(What to work on)
1) Sum up the Seahawks linebacker passage in two sentences.
2) Repeat the stretch of the Seahawks linebacker passage from "Cutting Dodson, 26, effectively" through "at $4.26 million.".

(Quoted passage)
=-=-=

Cutting Dodson, 26, effectively ends at half a season the experiment Schneider made this past offseason at inside linebacker. The GM let inside linebackers Bobby Wagner (Washington) and Jordyn Brooks (Miami) sign elsewhere. He replaced them with Baker and Dodson. Baker signed for one year and up to $7 million. Dodson signed for one year at $4.26 million.
Ultimately, the Seahawks signed two starting middle linebackers this spring for more than $11 million, then got no more than half the season from them.
Schneider and Macdonald talked in the middle of the indoor field following practice Monday, as they often do following the day’s on-field work.
“I hate that it had to work out like this through those two guys. Those are two guys that we respect a lot. Come in, work really hard,” Macdonald said of Dodson and Baker. “But sometimes you have to make those decisions and what you feel is best for our defense to take the next step.
“And so that was the decision that was happening to those guys. But we do put a lot on our linebackers. We expect a lot for those guys. And that’ll always be the case here, for as long as we are here.”

=-=-=

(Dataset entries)

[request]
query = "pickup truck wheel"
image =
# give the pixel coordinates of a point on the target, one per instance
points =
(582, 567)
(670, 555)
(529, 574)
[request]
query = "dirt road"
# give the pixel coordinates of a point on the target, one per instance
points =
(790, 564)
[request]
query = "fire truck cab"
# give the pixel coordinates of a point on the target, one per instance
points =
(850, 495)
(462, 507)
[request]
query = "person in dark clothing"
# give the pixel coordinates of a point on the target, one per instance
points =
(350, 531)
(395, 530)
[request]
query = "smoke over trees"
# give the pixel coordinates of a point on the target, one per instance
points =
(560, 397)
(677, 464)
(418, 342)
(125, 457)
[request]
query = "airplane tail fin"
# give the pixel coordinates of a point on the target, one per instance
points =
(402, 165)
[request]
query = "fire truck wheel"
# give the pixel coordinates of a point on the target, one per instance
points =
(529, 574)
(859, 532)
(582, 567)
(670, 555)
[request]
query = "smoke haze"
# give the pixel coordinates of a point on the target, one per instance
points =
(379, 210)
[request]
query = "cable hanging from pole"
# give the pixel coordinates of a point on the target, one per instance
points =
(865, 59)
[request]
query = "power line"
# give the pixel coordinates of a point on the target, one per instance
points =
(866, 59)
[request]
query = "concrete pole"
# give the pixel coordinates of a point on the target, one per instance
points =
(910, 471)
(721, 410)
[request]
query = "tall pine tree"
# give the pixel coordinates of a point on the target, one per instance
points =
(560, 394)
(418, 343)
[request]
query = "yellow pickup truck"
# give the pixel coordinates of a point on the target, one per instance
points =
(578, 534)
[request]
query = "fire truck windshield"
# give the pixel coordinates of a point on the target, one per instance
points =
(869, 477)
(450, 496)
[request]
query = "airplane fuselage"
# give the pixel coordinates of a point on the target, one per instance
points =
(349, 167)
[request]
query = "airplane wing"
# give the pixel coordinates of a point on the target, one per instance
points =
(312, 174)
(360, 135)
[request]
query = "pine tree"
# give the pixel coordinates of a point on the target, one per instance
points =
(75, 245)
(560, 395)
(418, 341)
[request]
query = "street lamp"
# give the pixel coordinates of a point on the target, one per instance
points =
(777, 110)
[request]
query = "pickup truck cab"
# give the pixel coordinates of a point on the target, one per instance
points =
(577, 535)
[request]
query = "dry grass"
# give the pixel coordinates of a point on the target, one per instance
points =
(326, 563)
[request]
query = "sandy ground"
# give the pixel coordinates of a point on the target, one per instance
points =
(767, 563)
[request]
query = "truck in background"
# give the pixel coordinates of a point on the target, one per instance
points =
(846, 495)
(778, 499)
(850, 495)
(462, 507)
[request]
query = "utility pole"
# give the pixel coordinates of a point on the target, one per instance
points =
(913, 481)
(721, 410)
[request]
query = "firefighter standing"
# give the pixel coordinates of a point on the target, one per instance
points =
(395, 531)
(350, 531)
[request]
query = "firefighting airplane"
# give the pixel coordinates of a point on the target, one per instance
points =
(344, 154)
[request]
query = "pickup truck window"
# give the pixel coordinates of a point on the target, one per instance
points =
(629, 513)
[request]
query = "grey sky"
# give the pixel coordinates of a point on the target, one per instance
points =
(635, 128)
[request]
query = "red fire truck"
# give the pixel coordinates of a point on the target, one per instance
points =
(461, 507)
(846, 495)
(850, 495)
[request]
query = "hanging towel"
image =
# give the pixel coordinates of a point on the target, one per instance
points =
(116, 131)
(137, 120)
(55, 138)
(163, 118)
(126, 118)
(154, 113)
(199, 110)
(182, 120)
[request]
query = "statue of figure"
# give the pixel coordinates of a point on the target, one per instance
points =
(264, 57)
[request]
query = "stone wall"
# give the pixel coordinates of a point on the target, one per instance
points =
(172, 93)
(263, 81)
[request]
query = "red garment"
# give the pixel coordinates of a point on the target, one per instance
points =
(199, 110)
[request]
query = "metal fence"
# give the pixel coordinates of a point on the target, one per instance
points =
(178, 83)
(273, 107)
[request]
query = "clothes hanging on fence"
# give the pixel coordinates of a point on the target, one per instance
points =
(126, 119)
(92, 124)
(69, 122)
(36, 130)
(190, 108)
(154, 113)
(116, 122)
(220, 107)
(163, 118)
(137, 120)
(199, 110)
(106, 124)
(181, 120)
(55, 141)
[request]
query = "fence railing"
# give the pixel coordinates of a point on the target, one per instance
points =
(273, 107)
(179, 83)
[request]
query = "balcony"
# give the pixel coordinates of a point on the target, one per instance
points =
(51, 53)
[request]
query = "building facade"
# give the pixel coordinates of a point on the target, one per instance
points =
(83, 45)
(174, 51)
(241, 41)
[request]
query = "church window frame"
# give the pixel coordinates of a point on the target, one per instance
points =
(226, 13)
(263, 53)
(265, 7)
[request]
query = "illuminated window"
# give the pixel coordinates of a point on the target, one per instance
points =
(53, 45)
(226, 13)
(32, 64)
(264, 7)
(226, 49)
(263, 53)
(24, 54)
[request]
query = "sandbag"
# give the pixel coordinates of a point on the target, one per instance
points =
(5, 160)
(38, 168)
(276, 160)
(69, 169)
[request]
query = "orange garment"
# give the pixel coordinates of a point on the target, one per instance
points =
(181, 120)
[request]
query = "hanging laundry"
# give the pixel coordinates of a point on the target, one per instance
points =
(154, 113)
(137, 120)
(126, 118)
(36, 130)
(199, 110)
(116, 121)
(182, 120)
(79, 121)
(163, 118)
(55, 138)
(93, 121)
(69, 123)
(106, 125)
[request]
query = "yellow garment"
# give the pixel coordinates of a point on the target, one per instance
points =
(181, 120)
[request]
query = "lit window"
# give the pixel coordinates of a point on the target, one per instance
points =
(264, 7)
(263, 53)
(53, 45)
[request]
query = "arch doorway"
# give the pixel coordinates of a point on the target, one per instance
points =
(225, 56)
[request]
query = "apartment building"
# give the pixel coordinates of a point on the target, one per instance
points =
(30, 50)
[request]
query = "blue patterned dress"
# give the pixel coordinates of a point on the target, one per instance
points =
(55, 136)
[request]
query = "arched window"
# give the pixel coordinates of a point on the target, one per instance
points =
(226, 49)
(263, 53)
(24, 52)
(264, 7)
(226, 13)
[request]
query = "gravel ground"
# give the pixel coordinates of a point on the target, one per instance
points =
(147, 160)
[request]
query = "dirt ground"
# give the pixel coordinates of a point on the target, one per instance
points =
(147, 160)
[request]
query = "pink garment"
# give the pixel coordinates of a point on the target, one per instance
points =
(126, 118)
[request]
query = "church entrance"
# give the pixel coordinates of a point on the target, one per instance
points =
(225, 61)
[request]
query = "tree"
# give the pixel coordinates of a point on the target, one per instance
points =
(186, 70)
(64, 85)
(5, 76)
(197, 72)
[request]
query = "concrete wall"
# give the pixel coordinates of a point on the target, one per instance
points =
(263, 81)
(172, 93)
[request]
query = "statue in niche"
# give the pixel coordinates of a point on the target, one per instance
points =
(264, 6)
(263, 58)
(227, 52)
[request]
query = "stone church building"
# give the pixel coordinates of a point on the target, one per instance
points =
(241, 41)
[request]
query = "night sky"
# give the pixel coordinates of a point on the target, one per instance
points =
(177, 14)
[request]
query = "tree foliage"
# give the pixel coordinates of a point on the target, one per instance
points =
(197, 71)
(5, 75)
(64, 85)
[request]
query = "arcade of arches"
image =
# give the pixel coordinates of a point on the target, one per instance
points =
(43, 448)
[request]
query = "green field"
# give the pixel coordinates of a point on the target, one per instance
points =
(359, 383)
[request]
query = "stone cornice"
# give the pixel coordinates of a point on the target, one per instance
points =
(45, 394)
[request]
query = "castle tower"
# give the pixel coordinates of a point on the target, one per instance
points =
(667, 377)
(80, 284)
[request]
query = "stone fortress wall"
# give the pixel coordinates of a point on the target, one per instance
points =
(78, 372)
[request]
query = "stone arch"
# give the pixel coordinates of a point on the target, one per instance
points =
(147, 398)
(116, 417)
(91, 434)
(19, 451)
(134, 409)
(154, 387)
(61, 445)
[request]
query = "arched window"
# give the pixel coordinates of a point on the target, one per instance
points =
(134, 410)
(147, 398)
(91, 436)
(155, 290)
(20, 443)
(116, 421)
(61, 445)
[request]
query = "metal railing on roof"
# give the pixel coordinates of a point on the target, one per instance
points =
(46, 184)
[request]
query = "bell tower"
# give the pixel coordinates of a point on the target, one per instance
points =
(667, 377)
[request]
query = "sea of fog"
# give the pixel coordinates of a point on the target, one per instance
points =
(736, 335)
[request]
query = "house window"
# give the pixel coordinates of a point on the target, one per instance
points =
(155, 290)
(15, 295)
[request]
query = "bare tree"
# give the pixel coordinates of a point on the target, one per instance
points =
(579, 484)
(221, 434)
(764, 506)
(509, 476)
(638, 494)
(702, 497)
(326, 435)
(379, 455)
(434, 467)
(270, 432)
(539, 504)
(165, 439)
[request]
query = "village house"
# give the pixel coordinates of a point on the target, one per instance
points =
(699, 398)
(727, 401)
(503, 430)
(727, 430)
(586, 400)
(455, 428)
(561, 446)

=-=-=

(Per-task answers)
1) Cutting Dodson ends, after half a season, GM Schneider's offseason plan of replacing inside linebackers Bobby Wagner and Jordyn Brooks with Baker and Dodson, two one-year signings that together cost more than $11 million. Macdonald said he hated that it worked out this way with two players they respect a lot, but that the decision was what they felt was best for the defense to take the next step.

2)
Cutting Dodson, 26, effectively ends at half a season the experiment Schneider made this past offseason at inside linebacker. The GM let inside linebackers Bobby Wagner (Washington) and Jordyn Brooks (Miami) sign elsewhere. He replaced them with Baker and Dodson. Baker signed for one year and up to $7 million. Dodson signed for one year at $4.26 million.